:: Ensemble de tâches ::
1/ Selon l'extrait sur Raymonde Vincent, quelle maison d'édition l'a sauvée de l'oubli ?
2/ Les affirmations suivantes concordent-elles avec l'extrait sur Raymonde Vincent ? Pour chacune, répondez par oui ou par non et citez mot pour mot les termes décisifs du texte.
(a) Le numéro de l'Echo-La Marseillaise qui parle de Raymonde Vincent est celui du vendredi 7 juin.
(b) Raymonde Vincent y est présentée comme une petite fille misérable.
(c) L'auteur estime qu'il faut voir en elle une survivance du « bon vieux temps ».
3/ Recopiez à l'identique, dans l'extrait sur Raymonde Vincent, le passage qui va de « Une petite fille » jusqu'à « tous. En 2013 ! ».

:: Extrait fourni ::
******

On ne parle plus jamais de Raymonde Vincent, sauf dans le numéro du Vendredi 7 juin de l’Echo-La Marseillaise, le dernier quotidien encore engagé à gauche dans la région. (Supplément Culture). Faudra-t-il instituer un Prix Raymonde Vincent dans les écoles ?

Mais où trouver des écoles ?

Raymonde Vincent.

Une petite fille pauvre mais non pas misérable, qui présente l’inconvénient majeur de croire en Dieu, au lieu de croire en Microsoft !

Elle a failli être complètement oubliée, mais elle a été sauvée par la réédition du « Temps d’apprendre à vivre » par les Editions la Bouinotte. On ne doit pas la considérer comme une survivance du « bon vieux temps » mais comme un écrivain qui émet des prophéties, qui nous concernent tous. En 2013 !

******

:: Entrées de données recueillies ::
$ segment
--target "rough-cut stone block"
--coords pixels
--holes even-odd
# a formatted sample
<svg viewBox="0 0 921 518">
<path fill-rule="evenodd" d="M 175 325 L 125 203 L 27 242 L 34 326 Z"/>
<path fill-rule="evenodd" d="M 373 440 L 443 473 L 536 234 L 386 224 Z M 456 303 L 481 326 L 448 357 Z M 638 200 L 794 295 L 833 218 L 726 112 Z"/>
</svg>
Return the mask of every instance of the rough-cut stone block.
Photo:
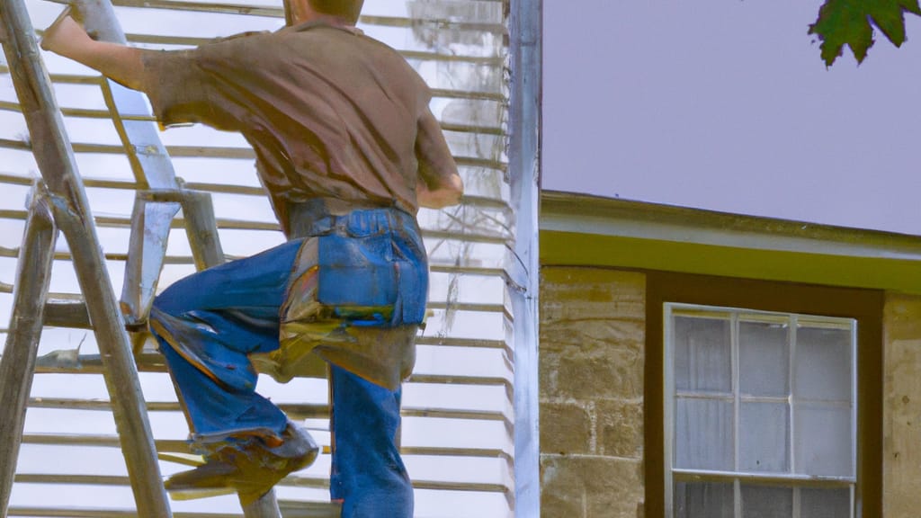
<svg viewBox="0 0 921 518">
<path fill-rule="evenodd" d="M 642 402 L 599 401 L 595 404 L 595 415 L 599 454 L 642 458 Z"/>
<path fill-rule="evenodd" d="M 576 403 L 541 402 L 541 451 L 561 455 L 589 453 L 592 418 Z"/>
<path fill-rule="evenodd" d="M 643 395 L 643 357 L 634 350 L 608 354 L 542 351 L 541 394 L 551 399 L 635 399 Z"/>
<path fill-rule="evenodd" d="M 646 276 L 606 268 L 544 267 L 541 270 L 541 320 L 646 315 Z"/>
<path fill-rule="evenodd" d="M 883 515 L 921 509 L 921 297 L 887 294 L 883 312 Z"/>
<path fill-rule="evenodd" d="M 636 518 L 644 499 L 641 463 L 598 456 L 541 456 L 541 515 Z"/>
<path fill-rule="evenodd" d="M 541 348 L 603 352 L 612 347 L 618 347 L 641 350 L 646 339 L 645 323 L 614 318 L 616 315 L 612 313 L 609 320 L 566 320 L 542 324 Z"/>
</svg>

******

:: Solutions par tâche ::
1/ Les Editions la Bouinotte.

2/
(a) Oui : « dans le numéro du Vendredi 7 juin de l’Echo-La Marseillaise ».
(b) Non : « Une petite fille pauvre mais non pas misérable ».
(c) Non : « On ne doit pas la considérer comme une survivance du « bon vieux temps » ».

3/
Une petite fille pauvre mais non pas misérable, qui présente l’inconvénient majeur de croire en Dieu, au lieu de croire en Microsoft !

Elle a failli être complètement oubliée, mais elle a été sauvée par la réédition du « Temps d’apprendre à vivre » par les Editions la Bouinotte. On ne doit pas la considérer comme une survivance du « bon vieux temps » mais comme un écrivain qui émet des prophéties, qui nous concernent tous. En 2013 !